*WORK TO COMPLETE*. Report every line in the rows below that contains the string "bark", copying each such line in full. The match is case-sensitive.

------------------------------------

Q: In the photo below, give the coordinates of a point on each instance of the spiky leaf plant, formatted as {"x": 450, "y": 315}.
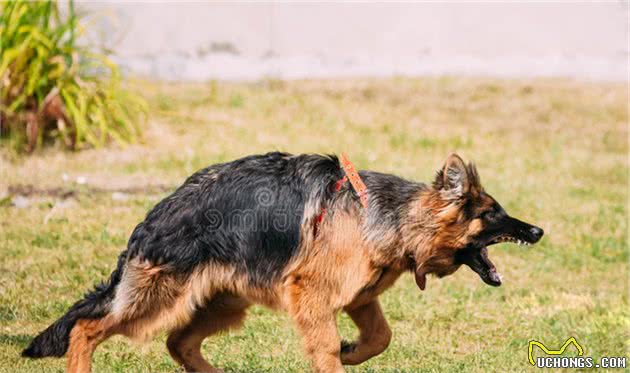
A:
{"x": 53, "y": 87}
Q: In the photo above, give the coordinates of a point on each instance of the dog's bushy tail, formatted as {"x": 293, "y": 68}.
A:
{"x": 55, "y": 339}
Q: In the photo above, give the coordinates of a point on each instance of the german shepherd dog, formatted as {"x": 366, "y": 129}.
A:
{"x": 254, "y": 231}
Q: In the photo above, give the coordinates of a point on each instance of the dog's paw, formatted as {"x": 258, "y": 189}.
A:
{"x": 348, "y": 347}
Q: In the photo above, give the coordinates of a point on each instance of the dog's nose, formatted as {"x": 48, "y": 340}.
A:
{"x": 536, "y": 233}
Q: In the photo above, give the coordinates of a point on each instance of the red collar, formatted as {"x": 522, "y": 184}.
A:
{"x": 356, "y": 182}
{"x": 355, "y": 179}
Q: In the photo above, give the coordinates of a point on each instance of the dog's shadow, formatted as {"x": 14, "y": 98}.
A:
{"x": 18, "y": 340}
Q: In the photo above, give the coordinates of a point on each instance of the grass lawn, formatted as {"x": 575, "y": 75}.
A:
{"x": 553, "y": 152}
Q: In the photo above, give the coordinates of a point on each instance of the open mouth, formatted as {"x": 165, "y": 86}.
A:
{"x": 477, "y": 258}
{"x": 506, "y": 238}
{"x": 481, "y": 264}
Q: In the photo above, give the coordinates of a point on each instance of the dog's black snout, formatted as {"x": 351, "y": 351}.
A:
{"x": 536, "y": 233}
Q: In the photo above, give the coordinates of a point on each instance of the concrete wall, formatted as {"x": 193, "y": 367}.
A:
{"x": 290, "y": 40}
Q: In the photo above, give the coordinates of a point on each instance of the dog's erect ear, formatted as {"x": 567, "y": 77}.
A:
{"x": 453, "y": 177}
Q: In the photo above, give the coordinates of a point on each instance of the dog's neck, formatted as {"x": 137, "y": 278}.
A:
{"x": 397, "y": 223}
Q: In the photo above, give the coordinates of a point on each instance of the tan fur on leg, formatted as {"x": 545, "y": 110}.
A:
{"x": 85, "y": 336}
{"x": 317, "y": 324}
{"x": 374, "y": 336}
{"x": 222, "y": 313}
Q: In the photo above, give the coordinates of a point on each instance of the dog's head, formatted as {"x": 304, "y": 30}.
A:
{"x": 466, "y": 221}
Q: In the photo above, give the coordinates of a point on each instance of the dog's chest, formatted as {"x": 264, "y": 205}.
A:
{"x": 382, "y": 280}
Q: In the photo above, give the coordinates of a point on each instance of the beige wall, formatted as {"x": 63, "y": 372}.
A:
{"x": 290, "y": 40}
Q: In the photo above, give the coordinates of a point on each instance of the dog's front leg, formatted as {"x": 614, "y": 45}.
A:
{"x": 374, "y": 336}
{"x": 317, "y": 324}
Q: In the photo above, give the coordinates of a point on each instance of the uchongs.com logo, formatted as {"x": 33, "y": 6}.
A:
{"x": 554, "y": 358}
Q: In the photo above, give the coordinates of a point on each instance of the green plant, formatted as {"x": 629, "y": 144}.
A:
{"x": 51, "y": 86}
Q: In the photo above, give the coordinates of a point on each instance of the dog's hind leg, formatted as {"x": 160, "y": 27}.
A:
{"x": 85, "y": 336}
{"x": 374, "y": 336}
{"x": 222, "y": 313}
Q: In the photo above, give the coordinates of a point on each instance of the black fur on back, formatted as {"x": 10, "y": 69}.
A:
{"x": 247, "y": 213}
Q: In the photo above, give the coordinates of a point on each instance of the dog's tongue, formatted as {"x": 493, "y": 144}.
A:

------------------------------------

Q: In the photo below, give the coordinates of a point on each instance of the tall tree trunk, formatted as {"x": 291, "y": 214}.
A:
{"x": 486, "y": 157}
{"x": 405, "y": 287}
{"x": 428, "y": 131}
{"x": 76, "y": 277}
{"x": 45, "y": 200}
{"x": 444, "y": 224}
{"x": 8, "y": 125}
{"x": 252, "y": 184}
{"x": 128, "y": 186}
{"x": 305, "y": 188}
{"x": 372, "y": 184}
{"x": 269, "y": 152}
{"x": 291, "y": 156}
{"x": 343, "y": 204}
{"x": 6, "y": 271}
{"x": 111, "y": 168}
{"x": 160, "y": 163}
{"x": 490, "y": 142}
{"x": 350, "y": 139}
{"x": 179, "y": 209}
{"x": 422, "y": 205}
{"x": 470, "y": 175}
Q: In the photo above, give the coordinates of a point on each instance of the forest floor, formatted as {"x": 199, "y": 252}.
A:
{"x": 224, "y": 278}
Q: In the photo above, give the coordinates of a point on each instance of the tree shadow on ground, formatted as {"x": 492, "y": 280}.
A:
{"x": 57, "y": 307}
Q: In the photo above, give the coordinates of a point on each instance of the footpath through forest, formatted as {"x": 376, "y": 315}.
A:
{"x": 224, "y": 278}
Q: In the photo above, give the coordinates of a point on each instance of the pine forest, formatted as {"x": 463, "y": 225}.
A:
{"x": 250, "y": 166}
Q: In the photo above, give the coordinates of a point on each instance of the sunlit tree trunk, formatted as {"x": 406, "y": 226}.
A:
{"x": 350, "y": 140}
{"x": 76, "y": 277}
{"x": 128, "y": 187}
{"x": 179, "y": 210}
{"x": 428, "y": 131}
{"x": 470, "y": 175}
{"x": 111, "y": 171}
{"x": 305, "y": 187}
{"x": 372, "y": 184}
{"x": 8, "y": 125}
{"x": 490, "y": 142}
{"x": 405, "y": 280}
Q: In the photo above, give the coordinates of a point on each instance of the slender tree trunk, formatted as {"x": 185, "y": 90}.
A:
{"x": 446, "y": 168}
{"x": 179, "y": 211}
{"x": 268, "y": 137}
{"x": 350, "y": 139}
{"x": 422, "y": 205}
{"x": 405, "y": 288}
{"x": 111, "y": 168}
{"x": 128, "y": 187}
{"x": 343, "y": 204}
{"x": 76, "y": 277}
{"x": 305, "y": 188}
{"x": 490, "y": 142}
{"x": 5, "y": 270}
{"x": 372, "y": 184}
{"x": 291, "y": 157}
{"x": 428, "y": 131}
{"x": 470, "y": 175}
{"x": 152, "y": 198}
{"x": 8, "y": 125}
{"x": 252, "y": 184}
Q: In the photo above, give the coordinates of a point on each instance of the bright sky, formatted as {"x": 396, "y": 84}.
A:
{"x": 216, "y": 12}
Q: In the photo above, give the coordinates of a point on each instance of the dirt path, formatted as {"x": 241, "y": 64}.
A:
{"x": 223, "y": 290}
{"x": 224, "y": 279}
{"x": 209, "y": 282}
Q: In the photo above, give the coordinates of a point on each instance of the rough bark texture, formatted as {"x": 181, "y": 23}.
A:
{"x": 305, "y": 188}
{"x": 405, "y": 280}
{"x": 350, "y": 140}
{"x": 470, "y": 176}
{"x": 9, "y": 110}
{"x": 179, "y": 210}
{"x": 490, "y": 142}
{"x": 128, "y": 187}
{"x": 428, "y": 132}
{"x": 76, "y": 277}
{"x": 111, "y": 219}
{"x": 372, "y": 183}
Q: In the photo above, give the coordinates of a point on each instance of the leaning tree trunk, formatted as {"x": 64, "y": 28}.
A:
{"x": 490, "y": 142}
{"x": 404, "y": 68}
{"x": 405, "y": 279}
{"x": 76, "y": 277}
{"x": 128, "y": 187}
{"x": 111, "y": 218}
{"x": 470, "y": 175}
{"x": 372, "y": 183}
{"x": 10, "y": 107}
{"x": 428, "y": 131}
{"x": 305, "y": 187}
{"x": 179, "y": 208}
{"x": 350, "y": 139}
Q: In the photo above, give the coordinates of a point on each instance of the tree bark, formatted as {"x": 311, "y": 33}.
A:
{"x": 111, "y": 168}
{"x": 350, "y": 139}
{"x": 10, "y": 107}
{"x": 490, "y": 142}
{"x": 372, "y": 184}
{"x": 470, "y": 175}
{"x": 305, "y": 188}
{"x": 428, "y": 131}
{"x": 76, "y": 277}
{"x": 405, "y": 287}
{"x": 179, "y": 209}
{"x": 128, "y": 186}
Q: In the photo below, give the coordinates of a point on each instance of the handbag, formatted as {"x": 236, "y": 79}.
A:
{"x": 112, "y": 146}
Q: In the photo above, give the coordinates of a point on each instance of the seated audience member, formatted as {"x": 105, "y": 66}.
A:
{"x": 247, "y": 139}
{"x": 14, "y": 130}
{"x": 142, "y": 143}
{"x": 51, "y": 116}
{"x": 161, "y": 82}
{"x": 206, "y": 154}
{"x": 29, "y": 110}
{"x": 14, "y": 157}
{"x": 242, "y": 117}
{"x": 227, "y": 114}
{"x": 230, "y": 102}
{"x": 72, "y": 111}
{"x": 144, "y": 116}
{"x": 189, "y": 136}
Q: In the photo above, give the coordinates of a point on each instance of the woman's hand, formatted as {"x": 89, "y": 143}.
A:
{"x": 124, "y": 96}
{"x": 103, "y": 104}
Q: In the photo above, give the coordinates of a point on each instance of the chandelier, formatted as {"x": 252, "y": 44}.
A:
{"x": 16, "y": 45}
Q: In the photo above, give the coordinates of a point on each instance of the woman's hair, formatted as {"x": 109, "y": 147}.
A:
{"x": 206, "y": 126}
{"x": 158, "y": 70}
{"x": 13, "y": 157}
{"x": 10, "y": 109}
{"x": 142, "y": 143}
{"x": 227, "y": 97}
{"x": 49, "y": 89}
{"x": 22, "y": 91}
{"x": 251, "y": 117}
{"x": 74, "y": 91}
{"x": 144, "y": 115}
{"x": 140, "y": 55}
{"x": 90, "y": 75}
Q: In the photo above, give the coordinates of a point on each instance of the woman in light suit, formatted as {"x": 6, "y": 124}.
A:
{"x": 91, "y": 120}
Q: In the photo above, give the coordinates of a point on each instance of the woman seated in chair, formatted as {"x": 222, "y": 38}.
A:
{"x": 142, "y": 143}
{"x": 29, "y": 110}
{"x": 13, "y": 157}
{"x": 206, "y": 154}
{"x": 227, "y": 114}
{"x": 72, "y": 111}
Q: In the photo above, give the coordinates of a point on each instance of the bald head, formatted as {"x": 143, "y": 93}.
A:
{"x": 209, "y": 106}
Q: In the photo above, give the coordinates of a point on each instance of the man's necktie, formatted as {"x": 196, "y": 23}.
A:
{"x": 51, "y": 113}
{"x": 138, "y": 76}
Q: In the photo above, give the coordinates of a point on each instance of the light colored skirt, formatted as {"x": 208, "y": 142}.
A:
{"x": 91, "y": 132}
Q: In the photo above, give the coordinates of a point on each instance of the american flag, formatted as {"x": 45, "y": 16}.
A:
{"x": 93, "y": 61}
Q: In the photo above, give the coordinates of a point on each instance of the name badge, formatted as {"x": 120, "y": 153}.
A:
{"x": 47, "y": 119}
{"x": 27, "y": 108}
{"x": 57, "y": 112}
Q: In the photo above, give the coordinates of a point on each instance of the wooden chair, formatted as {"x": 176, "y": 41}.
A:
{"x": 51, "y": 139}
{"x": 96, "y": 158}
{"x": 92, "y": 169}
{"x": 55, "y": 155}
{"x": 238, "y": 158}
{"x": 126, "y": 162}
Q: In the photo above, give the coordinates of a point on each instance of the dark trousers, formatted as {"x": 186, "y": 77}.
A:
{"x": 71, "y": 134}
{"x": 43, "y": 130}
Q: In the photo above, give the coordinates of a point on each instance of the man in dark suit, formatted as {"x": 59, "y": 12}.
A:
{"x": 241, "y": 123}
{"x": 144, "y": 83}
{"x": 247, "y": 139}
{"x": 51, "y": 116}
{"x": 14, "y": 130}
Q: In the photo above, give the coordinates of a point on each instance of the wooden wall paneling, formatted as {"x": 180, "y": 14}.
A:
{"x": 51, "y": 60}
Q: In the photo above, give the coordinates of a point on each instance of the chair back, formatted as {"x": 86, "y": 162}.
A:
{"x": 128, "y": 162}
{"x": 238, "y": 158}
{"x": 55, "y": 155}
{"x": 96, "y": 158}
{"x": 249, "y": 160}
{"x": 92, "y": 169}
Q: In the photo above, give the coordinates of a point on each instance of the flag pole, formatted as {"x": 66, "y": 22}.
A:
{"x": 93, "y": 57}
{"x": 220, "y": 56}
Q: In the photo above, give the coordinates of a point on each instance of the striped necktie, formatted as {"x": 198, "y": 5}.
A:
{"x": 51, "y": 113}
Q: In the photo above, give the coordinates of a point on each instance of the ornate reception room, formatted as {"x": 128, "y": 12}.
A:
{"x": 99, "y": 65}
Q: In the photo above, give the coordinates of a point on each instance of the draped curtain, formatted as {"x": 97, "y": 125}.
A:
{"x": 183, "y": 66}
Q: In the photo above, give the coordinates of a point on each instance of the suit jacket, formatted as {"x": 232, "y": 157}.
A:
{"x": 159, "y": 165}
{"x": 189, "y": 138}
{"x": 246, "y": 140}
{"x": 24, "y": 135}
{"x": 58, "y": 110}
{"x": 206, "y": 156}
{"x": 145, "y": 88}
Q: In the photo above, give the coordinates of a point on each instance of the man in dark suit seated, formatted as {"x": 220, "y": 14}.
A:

------------------------------------

*ANSWER TO THE EXERCISE*.
Q: In the photo above, give the coordinates of a point on each instance of the rough bark texture, formatted as {"x": 181, "y": 23}.
Q: In the photo above, give the coordinates of a point on each instance of the tree bark, formatted as {"x": 311, "y": 33}.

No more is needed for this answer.